#### Extrait fourni

La vraie question n’est peut-être pas de savoir si l’IA va créer de nouveaux dieux, mais qui profitera de cette divinisation potentielle. Derrière chaque système d’IA, il y a :
- Des entreprises qui poursuivent des objectifs économiques.
- Des États qui poursuivent des objectifs de pouvoir, de sécurité, d’influence.
- Des groupes sociaux qui cherchent à imposer certaines valeurs ou normes.
Si les algorithmes deviennent des autorités incontestées dans certains domaines, ceux qui les contrôlent acquièrent un pouvoir immense. L’illusion d’un « dieu » technologique neutre peut alors masquer des intérêts très humains, parfois peu transparents.
C’est pourquoi la gouvernance de l’IA est devenue un enjeu politique majeur : régulation, transparence, audits, explication des décisions automatisées, participation citoyenne aux choix technologiques. Pour éviter que l’IA ne se transforme en divinité incontrôlée, il faut la réinscrire dans un cadre démocratique et éthique.
Vers une « théologie critique » de l’IA
Plutôt que de se demander seulement si l’IA créera de nouveaux dieux, il est utile de développer une forme de « théologie critique » de la technologie : une réflexion sur la manière dont nous projetons nos espoirs, nos peurs et nos croyances sur les artefacts numériques.
Cela implique :
- De reconnaître les récits quasi religieux qui entourent l’IA (salut, apocalypse, transcendance).
- De questionner la légitimité des promesses de certains acteurs technologiques.
- De distinguer le possible, le probable et le fantasmatique dans les scénarios futuristes.
- De replacer l’humain, ses valeurs et ses responsabilités, au centre des décisions.
Cette démarche ne vise pas à diaboliser l’IA, mais à la ramener à sa juste place : un outil puissant, potentiellement transformateur, mais qui ne doit ni remplacer notre sens critique, ni se substituer à nos débats éthiques, politiques et spirituels.
Peut-on utiliser l’IA sans la vénérer ?
La bonne nouvelle, c’est qu’il est possible de profiter des avantages de l’IA sans tomber dans sa divinisation. Cela suppose une culture numérique mature, fondée sur plusieurs principes :
- Éducation : Comprendre les bases de l’IA (ce qu’elle fait, ce qu’elle ne peut pas faire, comment elle fonctionne) pour réduire le sentiment de magie et d’incompréhension.
- Transparence : Exiger des explications sur le rôle des algorithmes dans les décisions qui nous concernent : recommandations, filtrage de contenus, accès à des services.
- Contrôle humain : Maintenir des mécanismes de supervision, de contestation et de responsabilité humaine, surtout dans les domaines sensibles.

########

Travail demandé →
• A. L'extrait sur la divinisation de l'IA confirme-t-il les affirmations (i), (ii) et (iii) ? Répondez par oui ou par non à chacune, en citant les mots de l'extrait qui tranchent. (i) La démarche de « théologie critique » vise à diaboliser l'IA. (ii) Derrière chaque système d'IA, il y a des États qui poursuivent des objectifs de pouvoir. (iii) Le principe de transparence consiste à exiger des explications sur le rôle des algorithmes dans les décisions qui nous concernent.
• B. Selon l'extrait sur la divinisation de l'IA, à quoi sert la compréhension des bases de l'IA ?
• C. Rédigez la suite de l'extrait sur la divinisation de l'IA à partir de sa dernière phrase.
Ces données forment un matériau indépendant de l'extrait sur la divinisation de l'IA.

#### Informations extraites

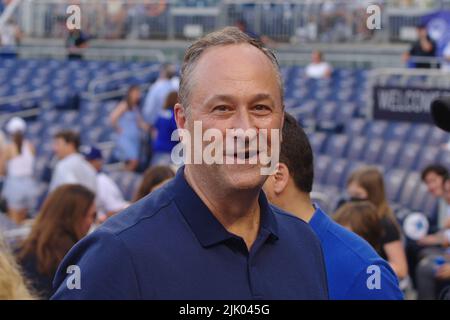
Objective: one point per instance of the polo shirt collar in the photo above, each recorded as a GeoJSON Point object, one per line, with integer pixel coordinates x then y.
{"type": "Point", "coordinates": [208, 230]}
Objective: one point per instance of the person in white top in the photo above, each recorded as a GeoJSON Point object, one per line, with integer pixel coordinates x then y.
{"type": "Point", "coordinates": [318, 68]}
{"type": "Point", "coordinates": [71, 167]}
{"type": "Point", "coordinates": [157, 94]}
{"type": "Point", "coordinates": [445, 66]}
{"type": "Point", "coordinates": [109, 198]}
{"type": "Point", "coordinates": [17, 162]}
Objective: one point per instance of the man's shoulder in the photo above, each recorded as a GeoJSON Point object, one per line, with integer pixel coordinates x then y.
{"type": "Point", "coordinates": [293, 225]}
{"type": "Point", "coordinates": [351, 242]}
{"type": "Point", "coordinates": [140, 216]}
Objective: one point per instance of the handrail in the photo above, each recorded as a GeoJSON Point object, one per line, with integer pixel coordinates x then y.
{"type": "Point", "coordinates": [21, 96]}
{"type": "Point", "coordinates": [90, 94]}
{"type": "Point", "coordinates": [8, 12]}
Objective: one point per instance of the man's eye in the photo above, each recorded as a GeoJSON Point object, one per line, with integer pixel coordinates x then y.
{"type": "Point", "coordinates": [261, 108]}
{"type": "Point", "coordinates": [221, 108]}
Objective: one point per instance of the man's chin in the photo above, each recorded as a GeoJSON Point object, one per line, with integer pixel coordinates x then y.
{"type": "Point", "coordinates": [244, 176]}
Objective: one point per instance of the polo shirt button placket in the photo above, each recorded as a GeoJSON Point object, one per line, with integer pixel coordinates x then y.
{"type": "Point", "coordinates": [253, 279]}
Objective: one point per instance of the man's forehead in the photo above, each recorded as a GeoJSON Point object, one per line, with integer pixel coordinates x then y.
{"type": "Point", "coordinates": [235, 57]}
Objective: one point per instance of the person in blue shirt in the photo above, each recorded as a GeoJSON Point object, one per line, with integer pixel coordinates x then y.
{"type": "Point", "coordinates": [354, 269]}
{"type": "Point", "coordinates": [129, 125]}
{"type": "Point", "coordinates": [157, 94]}
{"type": "Point", "coordinates": [209, 233]}
{"type": "Point", "coordinates": [164, 127]}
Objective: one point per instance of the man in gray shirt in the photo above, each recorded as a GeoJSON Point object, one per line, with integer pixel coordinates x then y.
{"type": "Point", "coordinates": [71, 167]}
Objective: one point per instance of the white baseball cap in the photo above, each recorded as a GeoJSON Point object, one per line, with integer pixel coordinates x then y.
{"type": "Point", "coordinates": [15, 125]}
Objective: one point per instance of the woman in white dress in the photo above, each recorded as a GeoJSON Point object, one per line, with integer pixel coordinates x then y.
{"type": "Point", "coordinates": [17, 164]}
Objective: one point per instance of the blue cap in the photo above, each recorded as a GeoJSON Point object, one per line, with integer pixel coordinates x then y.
{"type": "Point", "coordinates": [92, 153]}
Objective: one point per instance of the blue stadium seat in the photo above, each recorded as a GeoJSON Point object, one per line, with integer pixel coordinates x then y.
{"type": "Point", "coordinates": [397, 131]}
{"type": "Point", "coordinates": [377, 129]}
{"type": "Point", "coordinates": [337, 146]}
{"type": "Point", "coordinates": [321, 166]}
{"type": "Point", "coordinates": [336, 173]}
{"type": "Point", "coordinates": [410, 186]}
{"type": "Point", "coordinates": [373, 151]}
{"type": "Point", "coordinates": [409, 156]}
{"type": "Point", "coordinates": [437, 137]}
{"type": "Point", "coordinates": [356, 127]}
{"type": "Point", "coordinates": [318, 141]}
{"type": "Point", "coordinates": [419, 133]}
{"type": "Point", "coordinates": [356, 148]}
{"type": "Point", "coordinates": [394, 180]}
{"type": "Point", "coordinates": [390, 154]}
{"type": "Point", "coordinates": [428, 156]}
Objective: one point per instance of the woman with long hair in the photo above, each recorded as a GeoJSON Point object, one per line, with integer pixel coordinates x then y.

########

Réponses par tâche →
• A.
(i) Non : « Cette démarche ne vise pas à diaboliser l’IA ».
(ii) Oui : « Des États qui poursuivent des objectifs de pouvoir, de sécurité, d’influence. »
(iii) Oui : « Exiger des explications sur le rôle des algorithmes dans les décisions qui nous concernent ».

• B. Elle sert à réduire le sentiment de magie et d’incompréhension.

• C.
- Diversité des visions : Permettre au débat public, aux philosophes, aux artistes, aux religieux, aux chercheurs et aux citoyens de participer à la réflexion sur l’IA, au lieu de laisser ce sujet aux seuls techniciens.
Utiliser l’IA sans la vénérer, c’est accepter qu’elle soit un outil – puissant, sophistiqué, parfois déroutant – mais pas une instance ultime de vérité. C’est aussi reconnaître que le sens de nos vies, de nos sociétés, de nos valeurs ne peut pas être délégué à des lignes de code, quelle que soit leur complexité.
Conclusion : des dieux, ou des miroirs ?
L’intelligence artificielle va-t-elle créer de nouveaux dieux ? Peut-être pas au sens strict, mais elle risque de devenir pour certains une sorte de divinité de substitution : une entité à qui l’on confie nos choix, notre avenir, nos espoirs de salut ou nos peurs d’apocalypse. Cette tendance ne dit pas tant quelque chose de l’IA que de nous-mêmes.
Car l’IA, au fond, agit comme un miroir. Elle amplifie nos capacités mais aussi nos faiblesses. Elle reflète nos biais, nos priorités, nos contradictions. Si nous la divinisons, c’est que nous cherchons peut-être un nouveau récit, une nouvelle transcendance dans un monde désenchanté.
L’enjeu n’est donc pas de lutter contre l’IA en tant que telle, mais de refuser de lui abandonner ce qui fait le cœur de l’humain : la capacité à débattre, à douter, à choisir, à donner du sens. Tant que l’IA reste un outil inscrit dans des structures démocratiques, éthiques et transparentes, elle ne sera pas un dieu, mais un instrument au service de notre humanité – à condition que nous en gardions la maîtrise et la responsabilité.